**RECORDS FOR PROCESSING:**
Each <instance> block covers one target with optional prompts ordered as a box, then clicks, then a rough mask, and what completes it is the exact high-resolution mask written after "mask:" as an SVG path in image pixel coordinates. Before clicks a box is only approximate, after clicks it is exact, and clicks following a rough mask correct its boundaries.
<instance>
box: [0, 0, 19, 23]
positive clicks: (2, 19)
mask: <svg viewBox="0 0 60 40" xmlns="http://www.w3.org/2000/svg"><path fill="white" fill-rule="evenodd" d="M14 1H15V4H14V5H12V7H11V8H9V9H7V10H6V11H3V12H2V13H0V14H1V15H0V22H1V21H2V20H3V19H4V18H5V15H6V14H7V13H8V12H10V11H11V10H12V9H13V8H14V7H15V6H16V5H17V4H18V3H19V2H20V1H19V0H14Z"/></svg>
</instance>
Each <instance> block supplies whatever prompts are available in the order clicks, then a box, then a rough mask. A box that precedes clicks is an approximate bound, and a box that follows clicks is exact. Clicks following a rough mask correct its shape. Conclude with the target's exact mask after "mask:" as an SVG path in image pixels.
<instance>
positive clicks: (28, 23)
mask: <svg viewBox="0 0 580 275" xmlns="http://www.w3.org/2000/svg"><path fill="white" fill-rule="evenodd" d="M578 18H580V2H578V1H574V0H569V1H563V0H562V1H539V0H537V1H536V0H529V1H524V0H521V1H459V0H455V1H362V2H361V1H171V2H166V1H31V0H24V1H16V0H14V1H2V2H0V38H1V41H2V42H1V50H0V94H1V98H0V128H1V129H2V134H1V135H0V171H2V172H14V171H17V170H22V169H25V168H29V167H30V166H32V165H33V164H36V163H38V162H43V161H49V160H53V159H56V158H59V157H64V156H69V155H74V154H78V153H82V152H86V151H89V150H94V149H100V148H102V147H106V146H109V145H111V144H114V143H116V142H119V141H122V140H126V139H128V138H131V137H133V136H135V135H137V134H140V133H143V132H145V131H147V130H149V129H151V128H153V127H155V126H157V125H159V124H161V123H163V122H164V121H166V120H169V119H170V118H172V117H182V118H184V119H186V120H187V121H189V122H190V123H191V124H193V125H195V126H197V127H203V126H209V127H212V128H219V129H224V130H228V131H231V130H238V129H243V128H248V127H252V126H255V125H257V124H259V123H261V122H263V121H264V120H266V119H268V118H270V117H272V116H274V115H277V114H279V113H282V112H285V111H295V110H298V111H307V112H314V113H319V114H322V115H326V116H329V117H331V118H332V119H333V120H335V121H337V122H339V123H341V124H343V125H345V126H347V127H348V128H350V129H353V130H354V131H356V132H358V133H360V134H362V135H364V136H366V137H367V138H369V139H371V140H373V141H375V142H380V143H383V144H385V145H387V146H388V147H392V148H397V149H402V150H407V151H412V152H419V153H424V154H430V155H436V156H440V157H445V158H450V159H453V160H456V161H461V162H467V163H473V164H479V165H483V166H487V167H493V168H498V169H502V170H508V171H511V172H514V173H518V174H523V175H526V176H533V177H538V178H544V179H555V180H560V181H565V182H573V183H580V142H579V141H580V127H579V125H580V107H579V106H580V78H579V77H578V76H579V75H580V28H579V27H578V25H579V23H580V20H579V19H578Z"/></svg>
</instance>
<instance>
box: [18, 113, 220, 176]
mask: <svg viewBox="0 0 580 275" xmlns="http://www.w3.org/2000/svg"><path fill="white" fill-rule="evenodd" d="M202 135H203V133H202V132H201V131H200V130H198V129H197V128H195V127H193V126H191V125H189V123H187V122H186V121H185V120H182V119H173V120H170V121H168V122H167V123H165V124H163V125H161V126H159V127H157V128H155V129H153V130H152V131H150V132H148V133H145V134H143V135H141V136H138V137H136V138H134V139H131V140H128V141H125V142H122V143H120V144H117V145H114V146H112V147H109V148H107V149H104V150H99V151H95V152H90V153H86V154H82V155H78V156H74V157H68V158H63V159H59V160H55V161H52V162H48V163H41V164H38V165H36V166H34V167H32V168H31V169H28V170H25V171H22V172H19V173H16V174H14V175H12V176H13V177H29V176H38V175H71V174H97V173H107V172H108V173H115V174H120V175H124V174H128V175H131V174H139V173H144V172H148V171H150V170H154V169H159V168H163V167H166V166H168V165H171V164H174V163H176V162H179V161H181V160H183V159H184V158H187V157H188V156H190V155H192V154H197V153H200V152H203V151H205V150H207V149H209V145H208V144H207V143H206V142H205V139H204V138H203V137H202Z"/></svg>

**WHAT TO PRODUCE:**
The complete listing is to be repeated exactly.

**OUTPUT FOR THIS TASK:**
Each <instance> block covers one target with optional prompts ordered as a box, then clicks, then a rough mask, and what completes it is the exact high-resolution mask written after "mask:" as an SVG path in image pixel coordinates. Before clicks a box is only approximate, after clicks it is exact, and clicks following a rough mask correct its boundaries.
<instance>
box: [0, 0, 19, 23]
positive clicks: (2, 19)
mask: <svg viewBox="0 0 60 40" xmlns="http://www.w3.org/2000/svg"><path fill="white" fill-rule="evenodd" d="M14 1H15V4H14V5H12V7H11V8H9V9H7V10H6V11H3V12H2V13H0V14H1V15H0V22H1V21H2V20H3V19H4V18H5V15H6V14H7V13H8V12H10V11H11V10H12V9H13V8H14V7H15V6H16V5H17V4H18V3H19V2H20V1H19V0H14Z"/></svg>
</instance>
Each <instance> block supplies whatever prompts are available in the order clicks, then a box, then a rough mask. A box that precedes clicks is an approximate bound, and a box that follows clicks is exact. Clicks following a rough mask correct its shape. Conclude with the target's exact mask after "mask:" as an SVG path in image pixels.
<instance>
positive clicks: (28, 23)
mask: <svg viewBox="0 0 580 275" xmlns="http://www.w3.org/2000/svg"><path fill="white" fill-rule="evenodd" d="M578 18H580V2H578V1H574V0H569V1H563V0H562V1H539V0H537V1H536V0H529V1H524V0H521V1H459V0H455V1H362V2H361V1H171V2H166V1H31V0H24V1H16V0H14V1H2V2H0V38H1V41H2V42H1V50H0V94H1V98H0V128H1V129H2V134H1V135H0V171H2V172H14V171H17V170H22V169H25V168H29V167H30V166H32V165H33V164H36V163H38V162H43V161H49V160H53V159H56V158H59V157H64V156H69V155H74V154H78V153H82V152H86V151H89V150H94V149H100V148H102V147H106V146H109V145H111V144H114V143H116V142H119V141H122V140H126V139H128V138H131V137H133V136H135V135H137V134H140V133H143V132H145V131H147V130H149V129H151V128H153V127H155V126H157V125H159V124H161V123H163V122H164V121H166V120H169V119H170V118H172V117H182V118H184V119H186V120H187V121H189V122H190V123H191V124H193V125H195V126H197V127H203V126H209V127H212V128H219V129H224V130H228V131H231V130H238V129H243V128H248V127H252V126H255V125H257V124H259V123H261V122H263V121H264V120H266V119H268V118H270V117H272V116H274V115H277V114H279V113H282V112H285V111H295V110H298V111H307V112H314V113H319V114H322V115H326V116H329V117H331V118H332V119H333V120H335V121H337V122H339V123H341V124H343V125H345V126H347V127H348V128H350V129H353V130H354V131H356V132H358V133H360V134H362V135H364V136H366V137H367V138H369V139H371V140H373V141H375V142H380V143H383V144H385V145H387V146H388V147H392V148H397V149H402V150H407V151H412V152H419V153H424V154H430V155H436V156H440V157H445V158H450V159H453V160H456V161H461V162H467V163H473V164H479V165H483V166H487V167H493V168H498V169H502V170H508V171H511V172H514V173H518V174H523V175H526V176H533V177H538V178H544V179H555V180H560V181H565V182H573V183H580V142H579V141H580V127H579V125H580V107H579V106H580V78H579V77H578V76H579V75H580V28H579V27H578V25H579V23H580V20H579V19H578Z"/></svg>
</instance>
<instance>
box: [18, 113, 220, 176]
mask: <svg viewBox="0 0 580 275" xmlns="http://www.w3.org/2000/svg"><path fill="white" fill-rule="evenodd" d="M202 135H203V133H202V132H201V131H200V130H198V129H197V128H195V127H193V126H191V125H189V123H187V122H186V121H185V120H182V119H173V120H170V121H168V122H167V123H165V124H163V125H161V126H159V127H157V128H155V129H153V130H152V131H150V132H148V133H145V134H143V135H141V136H138V137H136V138H134V139H131V140H128V141H125V142H122V143H120V144H117V145H114V146H112V147H109V148H107V149H104V150H99V151H95V152H90V153H86V154H82V155H78V156H74V157H68V158H63V159H59V160H55V161H52V162H48V163H41V164H38V165H36V166H34V167H32V168H31V169H28V170H25V171H22V172H19V173H16V174H14V175H12V176H13V177H29V176H38V175H71V174H97V173H107V172H108V173H115V174H120V175H124V174H128V175H131V174H139V173H144V172H148V171H150V170H154V169H159V168H163V167H166V166H168V165H171V164H174V163H176V162H179V161H181V160H183V159H184V158H187V157H188V156H190V155H192V154H197V153H200V152H203V151H205V150H207V149H209V145H208V144H207V143H206V142H205V139H204V138H203V137H202Z"/></svg>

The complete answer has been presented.